* WHAT YOU HAVE TO DO: Exactly reproduce all the records, keeping pictures out of the copy.

* DATASET CONTENT:
▬▬▬▬▬▬▬▬▬▬
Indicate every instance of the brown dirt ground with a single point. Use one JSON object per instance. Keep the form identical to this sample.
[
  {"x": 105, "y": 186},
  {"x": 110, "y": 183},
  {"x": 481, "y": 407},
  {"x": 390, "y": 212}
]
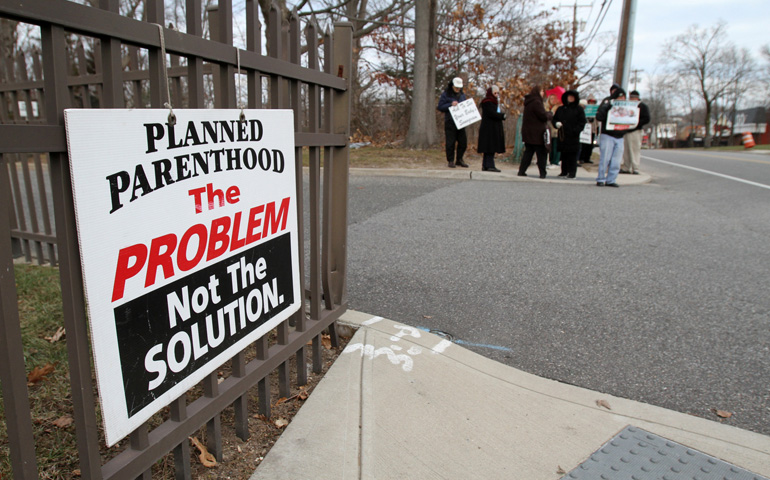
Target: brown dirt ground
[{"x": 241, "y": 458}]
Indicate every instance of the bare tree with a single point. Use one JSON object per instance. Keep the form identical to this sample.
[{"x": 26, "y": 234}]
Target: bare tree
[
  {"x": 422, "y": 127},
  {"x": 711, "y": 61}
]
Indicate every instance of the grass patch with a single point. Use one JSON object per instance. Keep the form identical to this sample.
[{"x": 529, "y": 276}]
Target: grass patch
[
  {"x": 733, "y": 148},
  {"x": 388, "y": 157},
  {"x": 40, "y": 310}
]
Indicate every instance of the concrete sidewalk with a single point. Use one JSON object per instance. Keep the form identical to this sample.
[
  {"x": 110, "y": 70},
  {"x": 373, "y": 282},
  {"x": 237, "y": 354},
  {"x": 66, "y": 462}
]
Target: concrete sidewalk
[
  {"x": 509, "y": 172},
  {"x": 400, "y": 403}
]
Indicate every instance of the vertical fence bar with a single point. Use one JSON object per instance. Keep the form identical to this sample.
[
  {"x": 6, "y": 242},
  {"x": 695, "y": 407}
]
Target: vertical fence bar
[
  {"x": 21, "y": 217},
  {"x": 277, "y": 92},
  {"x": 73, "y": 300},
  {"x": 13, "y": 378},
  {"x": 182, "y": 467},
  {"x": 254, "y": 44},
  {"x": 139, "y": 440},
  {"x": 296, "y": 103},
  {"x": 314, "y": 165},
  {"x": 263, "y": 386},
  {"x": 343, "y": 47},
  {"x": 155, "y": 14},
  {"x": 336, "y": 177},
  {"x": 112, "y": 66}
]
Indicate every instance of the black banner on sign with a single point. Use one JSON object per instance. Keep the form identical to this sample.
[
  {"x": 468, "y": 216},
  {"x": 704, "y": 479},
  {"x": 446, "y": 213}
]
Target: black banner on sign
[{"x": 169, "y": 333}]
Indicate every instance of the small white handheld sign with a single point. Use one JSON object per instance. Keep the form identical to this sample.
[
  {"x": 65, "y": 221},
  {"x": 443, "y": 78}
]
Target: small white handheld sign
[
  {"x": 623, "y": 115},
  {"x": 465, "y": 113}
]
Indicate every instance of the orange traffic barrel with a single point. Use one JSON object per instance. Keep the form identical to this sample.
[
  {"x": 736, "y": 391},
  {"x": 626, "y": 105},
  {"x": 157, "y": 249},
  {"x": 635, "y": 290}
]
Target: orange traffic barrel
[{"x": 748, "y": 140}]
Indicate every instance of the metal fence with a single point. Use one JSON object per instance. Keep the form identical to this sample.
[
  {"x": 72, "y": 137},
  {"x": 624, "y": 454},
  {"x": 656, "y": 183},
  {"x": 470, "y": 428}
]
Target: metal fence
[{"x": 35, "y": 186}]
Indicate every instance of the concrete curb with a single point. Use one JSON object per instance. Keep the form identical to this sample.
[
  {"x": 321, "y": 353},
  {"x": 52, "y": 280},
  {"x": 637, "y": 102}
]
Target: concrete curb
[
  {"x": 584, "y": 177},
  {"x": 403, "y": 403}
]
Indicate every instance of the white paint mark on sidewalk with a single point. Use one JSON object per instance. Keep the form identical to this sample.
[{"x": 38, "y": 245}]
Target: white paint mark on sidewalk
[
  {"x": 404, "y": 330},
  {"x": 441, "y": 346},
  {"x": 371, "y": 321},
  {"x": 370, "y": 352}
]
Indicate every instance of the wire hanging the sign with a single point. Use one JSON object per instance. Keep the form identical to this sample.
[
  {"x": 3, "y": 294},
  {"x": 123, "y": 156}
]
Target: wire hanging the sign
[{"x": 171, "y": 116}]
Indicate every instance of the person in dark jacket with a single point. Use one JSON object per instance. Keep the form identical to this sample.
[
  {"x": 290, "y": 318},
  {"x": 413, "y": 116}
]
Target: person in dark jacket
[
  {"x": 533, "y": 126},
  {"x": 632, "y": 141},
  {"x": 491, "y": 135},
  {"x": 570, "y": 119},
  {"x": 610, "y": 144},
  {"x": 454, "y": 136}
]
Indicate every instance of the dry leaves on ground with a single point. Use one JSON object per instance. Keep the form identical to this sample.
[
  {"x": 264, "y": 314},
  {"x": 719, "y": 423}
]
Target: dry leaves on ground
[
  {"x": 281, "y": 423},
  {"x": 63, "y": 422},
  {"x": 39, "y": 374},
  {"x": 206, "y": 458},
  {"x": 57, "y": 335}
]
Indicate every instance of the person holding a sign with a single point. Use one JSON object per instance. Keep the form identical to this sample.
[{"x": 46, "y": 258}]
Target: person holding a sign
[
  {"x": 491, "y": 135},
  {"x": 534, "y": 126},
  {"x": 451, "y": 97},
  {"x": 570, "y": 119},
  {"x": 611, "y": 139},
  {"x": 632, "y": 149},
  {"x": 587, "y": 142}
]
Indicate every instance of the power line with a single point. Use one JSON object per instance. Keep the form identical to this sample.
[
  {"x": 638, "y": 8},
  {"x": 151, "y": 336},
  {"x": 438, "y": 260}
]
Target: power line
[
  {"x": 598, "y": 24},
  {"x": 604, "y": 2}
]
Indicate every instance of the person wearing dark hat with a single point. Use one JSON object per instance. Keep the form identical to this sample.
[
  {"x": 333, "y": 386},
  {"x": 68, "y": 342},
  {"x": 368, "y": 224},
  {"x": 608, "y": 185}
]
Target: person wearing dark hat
▬▬▬▬▬▬▬▬▬▬
* EXERCISE OUTPUT:
Indicate every instance of the brown dirt ground with a single point. Use one JSON object per instance. Keep the form identical to this sample.
[
  {"x": 105, "y": 186},
  {"x": 110, "y": 183},
  {"x": 481, "y": 407},
  {"x": 390, "y": 212}
]
Target: brown dirt ground
[{"x": 241, "y": 458}]
Indicate every instance of the bare tree with a single point. Use one JSON object per instance. Keep the form identical to this sample.
[{"x": 26, "y": 234}]
Target: bare tree
[
  {"x": 422, "y": 127},
  {"x": 711, "y": 61}
]
Indicate every instance of the grass patch with a single point. Use one JSON object per instance. Keep the form identical to this sample.
[{"x": 529, "y": 276}]
Target: grass patch
[
  {"x": 733, "y": 148},
  {"x": 388, "y": 157},
  {"x": 40, "y": 310}
]
Indicate every instance of the concrete sidewalk with a single point. Use one JSON object per instance. Keep the form identical to this sample.
[
  {"x": 110, "y": 70},
  {"x": 373, "y": 282},
  {"x": 237, "y": 354},
  {"x": 66, "y": 462}
]
Target: concrete sidewalk
[
  {"x": 509, "y": 172},
  {"x": 400, "y": 403}
]
Indicate every instance of the vertical fence bar with a single point. Use one JSON object per instance. Keep the form identical to this sample.
[
  {"x": 6, "y": 242},
  {"x": 695, "y": 407}
]
Target: vertical fence bar
[
  {"x": 21, "y": 217},
  {"x": 277, "y": 92},
  {"x": 73, "y": 300},
  {"x": 13, "y": 378},
  {"x": 182, "y": 467},
  {"x": 254, "y": 44},
  {"x": 139, "y": 440},
  {"x": 296, "y": 103},
  {"x": 314, "y": 165},
  {"x": 263, "y": 386},
  {"x": 343, "y": 47},
  {"x": 155, "y": 14},
  {"x": 336, "y": 177},
  {"x": 112, "y": 66}
]
Indicate every instance of the black banner on sign with a single point. Use one JSON object per instance. Keep the form identical to this sample.
[
  {"x": 468, "y": 216},
  {"x": 704, "y": 479},
  {"x": 446, "y": 213}
]
Target: black banner on sign
[{"x": 169, "y": 333}]
Indicate every instance of the small white handheld sign with a single point. Use one JSON object per instance. Keep the form identical to this sample.
[
  {"x": 65, "y": 221},
  {"x": 443, "y": 78}
]
Target: small white handheld sign
[
  {"x": 623, "y": 115},
  {"x": 465, "y": 113}
]
Indicate every instance of the orange traffic barrel with a single point. Use one JSON object per instance. Keep the form identical to this sample.
[
  {"x": 736, "y": 391},
  {"x": 626, "y": 105},
  {"x": 157, "y": 249},
  {"x": 635, "y": 290}
]
Target: orange traffic barrel
[{"x": 748, "y": 140}]
Indicate every instance of the metal fence with a single point. Use one JSON object per instance. Keep the form identical to this sample.
[
  {"x": 72, "y": 137},
  {"x": 624, "y": 454},
  {"x": 656, "y": 183},
  {"x": 470, "y": 428}
]
Target: metal fence
[{"x": 35, "y": 186}]
Indicate every instance of the concrete curb with a single point. Use one JSON object per instance. Keep the form identical to this sample.
[
  {"x": 321, "y": 353},
  {"x": 52, "y": 280},
  {"x": 637, "y": 102}
]
Target: concrete curb
[
  {"x": 584, "y": 177},
  {"x": 403, "y": 403}
]
Indicate every instance of the white paint mark on sidewalk with a single point. Use one JSON object per instance. Keep the form identical to this sample.
[{"x": 38, "y": 245}]
Target: white paint mark on sidewalk
[
  {"x": 404, "y": 330},
  {"x": 441, "y": 346},
  {"x": 371, "y": 321},
  {"x": 370, "y": 352}
]
Indicate every instance of the wire hanging the sign with a single point. Use one JSON object per instance. Keep the form identical to this sample.
[
  {"x": 3, "y": 294},
  {"x": 123, "y": 156}
]
Target: wire hanging the sign
[{"x": 171, "y": 116}]
Indicate every instance of the person in dark jacket with a single point. Use one JSON object per instance. Keep the form identical to this sample.
[
  {"x": 290, "y": 318},
  {"x": 413, "y": 116}
]
Target: person in dark jacket
[
  {"x": 533, "y": 126},
  {"x": 632, "y": 141},
  {"x": 491, "y": 135},
  {"x": 570, "y": 119},
  {"x": 610, "y": 144},
  {"x": 454, "y": 136}
]
Indicate every instance of the dry leaves on ground with a single point. Use one JSON object per instance. Keep the form identical to this sample.
[
  {"x": 264, "y": 314},
  {"x": 719, "y": 423}
]
Target: dry leaves on ground
[
  {"x": 281, "y": 423},
  {"x": 63, "y": 422},
  {"x": 39, "y": 374},
  {"x": 206, "y": 458},
  {"x": 57, "y": 335}
]
Indicate every instance of the person holding a sign with a single point. Use one JSON object per instance. Keep the form identical to this sample.
[{"x": 46, "y": 258}]
Target: person holding a sign
[
  {"x": 491, "y": 135},
  {"x": 534, "y": 126},
  {"x": 451, "y": 97},
  {"x": 570, "y": 119},
  {"x": 611, "y": 139},
  {"x": 632, "y": 149},
  {"x": 587, "y": 142}
]
Indicate every instance of the power line with a single point. Use one JSON object per instance. Keep the form identical to this sample.
[
  {"x": 638, "y": 8},
  {"x": 151, "y": 336},
  {"x": 438, "y": 260}
]
Target: power line
[
  {"x": 598, "y": 24},
  {"x": 604, "y": 2}
]
Indicate every instance of the person wearing dark hat with a single point. Use one JSON object per instance. Keep the form identical to this sample.
[
  {"x": 333, "y": 386},
  {"x": 68, "y": 342},
  {"x": 368, "y": 224},
  {"x": 608, "y": 185}
]
Target: person wearing dark hat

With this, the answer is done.